**WHAT TO WORK ON**
Quote the following material word for word, reproducing every line unchanged.

**RAW DATA**
>> Begin

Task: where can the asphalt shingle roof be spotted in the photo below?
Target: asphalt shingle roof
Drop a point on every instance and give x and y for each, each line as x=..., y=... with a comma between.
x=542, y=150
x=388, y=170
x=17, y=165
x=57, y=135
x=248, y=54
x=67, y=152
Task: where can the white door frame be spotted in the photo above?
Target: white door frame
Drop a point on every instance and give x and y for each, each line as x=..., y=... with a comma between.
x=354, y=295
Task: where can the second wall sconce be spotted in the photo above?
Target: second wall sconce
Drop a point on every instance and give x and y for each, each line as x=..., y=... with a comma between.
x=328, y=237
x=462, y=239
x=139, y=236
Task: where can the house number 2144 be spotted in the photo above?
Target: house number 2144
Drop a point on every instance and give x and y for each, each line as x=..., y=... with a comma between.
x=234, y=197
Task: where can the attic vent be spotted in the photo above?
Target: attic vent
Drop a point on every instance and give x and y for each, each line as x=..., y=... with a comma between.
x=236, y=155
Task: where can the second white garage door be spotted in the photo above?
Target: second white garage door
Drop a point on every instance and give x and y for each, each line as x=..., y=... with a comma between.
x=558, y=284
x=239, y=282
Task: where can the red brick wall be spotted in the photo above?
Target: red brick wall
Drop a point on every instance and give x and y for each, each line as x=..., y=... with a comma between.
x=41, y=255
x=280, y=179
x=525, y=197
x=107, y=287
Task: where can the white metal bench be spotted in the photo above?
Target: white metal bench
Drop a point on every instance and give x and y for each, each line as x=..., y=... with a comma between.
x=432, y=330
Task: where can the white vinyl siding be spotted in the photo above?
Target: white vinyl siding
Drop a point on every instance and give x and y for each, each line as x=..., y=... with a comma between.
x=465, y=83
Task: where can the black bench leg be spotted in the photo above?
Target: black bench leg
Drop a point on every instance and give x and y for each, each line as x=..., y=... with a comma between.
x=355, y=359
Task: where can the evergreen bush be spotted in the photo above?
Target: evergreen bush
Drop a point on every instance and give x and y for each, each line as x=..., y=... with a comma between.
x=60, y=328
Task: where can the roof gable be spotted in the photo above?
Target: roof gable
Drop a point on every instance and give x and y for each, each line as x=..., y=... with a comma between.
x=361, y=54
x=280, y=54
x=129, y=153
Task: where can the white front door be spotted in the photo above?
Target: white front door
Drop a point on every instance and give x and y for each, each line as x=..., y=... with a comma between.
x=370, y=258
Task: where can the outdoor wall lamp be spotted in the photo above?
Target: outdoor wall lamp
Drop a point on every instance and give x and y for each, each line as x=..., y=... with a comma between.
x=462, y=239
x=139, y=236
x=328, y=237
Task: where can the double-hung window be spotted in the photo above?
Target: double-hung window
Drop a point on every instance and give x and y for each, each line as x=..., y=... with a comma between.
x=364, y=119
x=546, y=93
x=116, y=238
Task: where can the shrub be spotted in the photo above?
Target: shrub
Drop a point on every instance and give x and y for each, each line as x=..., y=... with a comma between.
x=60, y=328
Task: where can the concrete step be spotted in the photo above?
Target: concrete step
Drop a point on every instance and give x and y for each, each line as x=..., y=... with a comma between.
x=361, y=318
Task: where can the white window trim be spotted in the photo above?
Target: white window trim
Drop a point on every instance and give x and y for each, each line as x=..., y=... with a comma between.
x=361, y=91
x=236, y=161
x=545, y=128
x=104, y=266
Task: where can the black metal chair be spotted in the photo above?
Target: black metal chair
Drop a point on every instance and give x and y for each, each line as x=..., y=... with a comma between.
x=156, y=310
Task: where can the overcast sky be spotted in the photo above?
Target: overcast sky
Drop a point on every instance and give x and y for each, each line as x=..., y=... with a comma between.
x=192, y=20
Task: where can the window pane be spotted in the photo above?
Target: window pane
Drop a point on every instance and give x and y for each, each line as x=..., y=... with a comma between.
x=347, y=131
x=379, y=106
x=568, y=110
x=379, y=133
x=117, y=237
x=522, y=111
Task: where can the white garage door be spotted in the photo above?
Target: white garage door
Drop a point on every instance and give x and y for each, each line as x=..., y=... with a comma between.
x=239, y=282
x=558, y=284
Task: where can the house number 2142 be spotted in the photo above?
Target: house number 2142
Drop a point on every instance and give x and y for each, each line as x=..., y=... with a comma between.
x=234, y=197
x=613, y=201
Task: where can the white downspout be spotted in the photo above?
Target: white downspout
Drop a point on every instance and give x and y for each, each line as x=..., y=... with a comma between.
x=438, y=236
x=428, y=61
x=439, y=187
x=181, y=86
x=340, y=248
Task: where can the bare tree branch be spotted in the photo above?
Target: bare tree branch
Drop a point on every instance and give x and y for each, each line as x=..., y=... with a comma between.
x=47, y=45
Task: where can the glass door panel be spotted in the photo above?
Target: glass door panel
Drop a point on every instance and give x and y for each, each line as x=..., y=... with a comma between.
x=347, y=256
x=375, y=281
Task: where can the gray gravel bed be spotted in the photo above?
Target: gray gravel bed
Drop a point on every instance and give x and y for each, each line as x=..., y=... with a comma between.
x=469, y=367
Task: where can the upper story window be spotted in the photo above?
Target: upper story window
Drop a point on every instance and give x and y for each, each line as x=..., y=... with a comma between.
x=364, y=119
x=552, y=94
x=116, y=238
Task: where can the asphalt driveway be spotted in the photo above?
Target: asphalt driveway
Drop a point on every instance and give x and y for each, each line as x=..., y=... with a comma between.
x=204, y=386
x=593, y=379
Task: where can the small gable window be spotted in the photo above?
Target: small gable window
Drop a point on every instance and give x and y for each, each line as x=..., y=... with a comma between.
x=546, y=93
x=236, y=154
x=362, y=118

>> End

**ANSWER TO THE EXERCISE**
Task: where can the asphalt shingle roof be spotted in the photo below?
Target: asphalt shingle roof
Drop a point on every instance and give x and y for each, each line as x=..., y=... with a comma between.
x=542, y=150
x=388, y=170
x=17, y=165
x=57, y=135
x=248, y=54
x=67, y=152
Task: where can the white door frame be spotted in the photo above?
Target: white door frame
Drop a point on every instance and give x and y for each, each line as x=..., y=... with a comma between.
x=354, y=295
Task: where can the second wall sconce be spotted in the photo above?
Target: second wall sconce
Drop a point on every instance and give x and y for each, each line as x=..., y=... with a comma between.
x=328, y=237
x=462, y=239
x=139, y=236
Task: where can the house number 2144 be spotted in the photo above?
Target: house number 2144
Drop a point on every instance and give x and y for each, each line as x=..., y=... with a comma between.
x=234, y=197
Task: where can the attic vent be spotted in the photo above?
Target: attic vent
Drop a point on every instance and give x and y for each, each line as x=..., y=... with a comma between.
x=236, y=155
Task: where can the second white garage door be spotted in the photo above?
Target: second white garage door
Drop a point on every instance and give x and y for each, each line as x=..., y=... with a comma between.
x=558, y=284
x=239, y=282
Task: where can the red brick wall be spotted in the photo above?
Target: red brick wall
Drop a point on every instance and give x and y for each, each line as x=..., y=... with a comma between.
x=41, y=255
x=280, y=179
x=525, y=197
x=107, y=287
Task: where can the white metal bench be spotted in the photo above?
Target: white metal bench
Drop a point on every instance and give x and y for each, each line as x=..., y=... with a comma between.
x=432, y=330
Task: where can the white vinyl siding be spotted in the photo above?
Target: white vinyl siding
Drop a point on every instance and give x and y for each, each line as x=..., y=... with a comma between.
x=465, y=83
Task: where can the black bench leg be spotted in the photo above?
Target: black bench leg
Drop a point on every instance and give x and y for each, each line as x=..., y=... with a comma between.
x=355, y=359
Task: where can the evergreen bush be spotted in the photo above?
Target: evergreen bush
Drop a point on every instance and give x and y for each, each line as x=..., y=... with a comma between.
x=60, y=328
Task: where can the roof gable be spotted in the photo above?
Target: roof gable
Drop a point on every instance and give x and y for each, each line as x=..., y=... with a comma between.
x=361, y=54
x=280, y=54
x=129, y=153
Task: where can the white front door be spotted in the photo above?
Target: white front door
Drop a point on every instance and give x and y for each, each line as x=..., y=... with a comma between.
x=370, y=258
Task: where can the outdoor wall lamp be spotted in the photo above?
Target: outdoor wall lamp
Drop a point on every instance and give x and y for each, each line as x=..., y=... with a comma between.
x=462, y=239
x=139, y=236
x=328, y=237
Task: where can the double-hung window be spotted in the photo above?
Target: double-hung window
Drop a point on every instance and give x and y for each, each line as x=..., y=... with a comma between.
x=364, y=119
x=546, y=93
x=116, y=238
Task: where can the shrub be spotted in the photo above?
Target: shrub
Drop a point on every instance and give x and y for each, each line as x=..., y=... with a comma between.
x=60, y=328
Task: where can the concrete step be spotted in the photo above?
Target: concrete step
Drop a point on every instance and give x and y for each, each line as x=..., y=... with a comma between.
x=361, y=318
Task: where can the white window trim be spotted in the photo above?
Target: white window trim
Drop a point on every instance and give x and y for each, each line as x=..., y=... with a comma between.
x=361, y=91
x=236, y=161
x=545, y=128
x=104, y=266
Task: where can the black metal chair be spotted in the photo above?
Target: black metal chair
Drop a point on every instance and give x and y for each, each line as x=..., y=... with a comma between.
x=156, y=310
Task: where can the overcast sky be spotted in the photo above?
Target: overcast sky
Drop a point on every instance and give x and y for each, each line as x=..., y=... with a comma between.
x=192, y=20
Task: where can the window pane be spotted in the photo above?
Target: window pane
Drop a point on every instance and give x and y for each, each line as x=..., y=... with a comma between.
x=347, y=131
x=379, y=106
x=568, y=110
x=379, y=133
x=117, y=237
x=522, y=111
Task: where can the white garage door be spotted in the photo above?
Target: white garage door
Drop a point on every instance and give x and y for each, each line as x=..., y=... with a comma between.
x=239, y=282
x=558, y=284
Task: where can the house number 2142 be spotted in the photo above?
Target: house number 2142
Drop a point on every instance and give x and y for each, each line as x=..., y=... with a comma between.
x=234, y=197
x=613, y=201
Task: where can the white downspout be spotted in the photo above?
Target: white downspout
Drop a point on every instance and give x and y for each, each line as x=..., y=... with a comma between.
x=438, y=236
x=428, y=61
x=439, y=187
x=181, y=86
x=340, y=248
Task: where can the bare tree branch be spotted in the photo above?
Target: bare tree branch
Drop a point on every instance and give x and y for each, each line as x=..., y=... with a comma between.
x=47, y=45
Task: where can the glass door panel be spotted in the photo above?
Target: glass door panel
Drop a point on every instance and give x and y for each, each line as x=..., y=... with a comma between.
x=347, y=256
x=375, y=281
Task: where can the gray gravel bed be spotted in the photo above?
Target: gray gravel bed
Drop a point on every instance and give x and y for each, each line as x=..., y=... with a comma between.
x=469, y=367
Task: where can the upper story window be spotted in the photo above?
Target: upper story window
Drop a point on every instance and give x and y for each, each line as x=..., y=... with a comma between.
x=364, y=119
x=552, y=94
x=116, y=238
Task: where can the asphalt driveway be spotted in the photo above?
Target: asphalt driveway
Drop a point on every instance and give x and y for each, each line as x=..., y=... with a comma between.
x=204, y=386
x=593, y=379
Task: where can the small gable window be spotted in the photo above?
Target: small gable window
Drop a point on every instance and give x and y for each, each line as x=..., y=... with a comma between.
x=546, y=93
x=236, y=154
x=362, y=118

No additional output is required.